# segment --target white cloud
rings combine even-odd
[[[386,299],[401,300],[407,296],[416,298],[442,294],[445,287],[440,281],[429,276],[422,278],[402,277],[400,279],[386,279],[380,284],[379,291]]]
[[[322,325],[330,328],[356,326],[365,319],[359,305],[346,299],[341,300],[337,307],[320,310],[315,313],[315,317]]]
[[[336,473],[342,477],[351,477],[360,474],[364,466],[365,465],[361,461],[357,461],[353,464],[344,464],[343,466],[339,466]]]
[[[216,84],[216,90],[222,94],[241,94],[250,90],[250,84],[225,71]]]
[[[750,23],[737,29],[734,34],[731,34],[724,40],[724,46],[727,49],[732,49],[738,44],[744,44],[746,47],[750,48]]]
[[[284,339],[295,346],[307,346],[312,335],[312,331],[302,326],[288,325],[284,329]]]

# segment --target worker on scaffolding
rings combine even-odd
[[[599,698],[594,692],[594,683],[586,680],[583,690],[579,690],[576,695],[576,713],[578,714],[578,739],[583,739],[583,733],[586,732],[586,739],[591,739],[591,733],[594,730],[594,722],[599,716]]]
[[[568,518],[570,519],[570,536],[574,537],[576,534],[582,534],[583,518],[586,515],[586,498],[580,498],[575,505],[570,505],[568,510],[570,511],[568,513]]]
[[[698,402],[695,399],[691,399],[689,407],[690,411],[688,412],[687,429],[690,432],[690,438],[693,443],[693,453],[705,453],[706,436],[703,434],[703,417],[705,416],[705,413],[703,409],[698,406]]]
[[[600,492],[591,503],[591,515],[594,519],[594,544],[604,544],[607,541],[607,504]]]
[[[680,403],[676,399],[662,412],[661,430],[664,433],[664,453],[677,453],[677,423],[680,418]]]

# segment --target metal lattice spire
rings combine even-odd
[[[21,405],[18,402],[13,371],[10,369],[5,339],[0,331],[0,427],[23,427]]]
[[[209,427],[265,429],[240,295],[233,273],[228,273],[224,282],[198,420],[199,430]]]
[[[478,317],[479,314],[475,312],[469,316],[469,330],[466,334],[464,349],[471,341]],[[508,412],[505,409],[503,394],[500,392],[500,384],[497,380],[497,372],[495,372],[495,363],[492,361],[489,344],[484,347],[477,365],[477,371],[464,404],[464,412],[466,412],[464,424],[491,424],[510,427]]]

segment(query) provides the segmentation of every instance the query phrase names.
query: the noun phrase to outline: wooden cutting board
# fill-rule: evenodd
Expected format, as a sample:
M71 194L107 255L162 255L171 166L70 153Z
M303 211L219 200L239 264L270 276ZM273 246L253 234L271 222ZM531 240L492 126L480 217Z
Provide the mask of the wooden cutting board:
::::::::::
Problem to work on:
Please set down the full listing above, word for word.

Result for this exercise:
# segment --target white cloud
rings combine even-odd
[[[386,299],[401,300],[407,296],[416,298],[442,294],[445,287],[440,281],[429,276],[422,278],[402,277],[400,279],[386,279],[380,284],[379,291]]]
[[[322,325],[330,328],[356,326],[365,319],[359,305],[346,299],[341,300],[337,307],[320,310],[315,313],[315,317]]]
[[[336,473],[342,477],[351,477],[360,474],[364,466],[365,465],[361,461],[357,461],[353,464],[344,464],[343,466],[339,466]]]
[[[216,84],[216,90],[222,94],[241,94],[250,90],[250,84],[225,71]]]
[[[750,23],[737,29],[734,34],[731,34],[724,40],[724,46],[727,49],[732,49],[738,44],[744,44],[746,47],[750,48]]]
[[[284,339],[295,346],[307,346],[312,335],[312,331],[302,326],[288,325],[284,329]]]

# segment --target worker on scaffolding
rings combine even-odd
[[[599,698],[594,692],[594,683],[586,680],[583,690],[579,690],[576,695],[576,713],[578,714],[578,739],[583,739],[583,733],[586,732],[586,739],[591,739],[591,733],[594,730],[594,722],[599,716]]]
[[[568,518],[570,519],[570,536],[574,537],[576,534],[582,534],[583,518],[586,515],[586,498],[580,498],[575,505],[570,505],[568,510],[570,511],[568,513]]]
[[[698,402],[695,399],[691,399],[689,407],[690,411],[688,412],[687,429],[690,432],[690,438],[693,443],[693,453],[705,453],[706,436],[703,434],[703,417],[705,416],[705,413],[703,409],[698,406]]]
[[[600,492],[591,503],[591,515],[594,519],[594,544],[604,544],[607,541],[607,504]]]
[[[680,403],[676,399],[662,412],[661,430],[664,433],[664,453],[677,453],[677,423],[680,418]]]

# segment --target metal lattice spire
rings combine even-odd
[[[21,405],[18,402],[13,371],[10,369],[5,339],[0,331],[0,427],[23,427]]]
[[[209,427],[265,429],[240,295],[233,273],[228,273],[224,282],[198,420],[199,430]]]
[[[478,317],[479,314],[475,312],[469,316],[469,330],[466,334],[464,349],[471,341]],[[508,412],[505,409],[503,394],[500,392],[500,384],[497,380],[497,372],[495,372],[495,363],[492,361],[489,344],[484,347],[477,365],[477,371],[464,404],[464,412],[466,412],[464,424],[491,424],[510,427]]]

segment(query) provides the segmentation of every instance the query phrase names.
query: the noun phrase to outline: wooden cutting board
# fill-rule: evenodd
Expected format, as a sample:
M71 194L107 255L162 255L171 166L70 153Z
M303 211L219 200L239 264L270 276ZM273 246L253 234L271 222ZM531 240L492 126L480 217Z
Provide the mask of the wooden cutting board:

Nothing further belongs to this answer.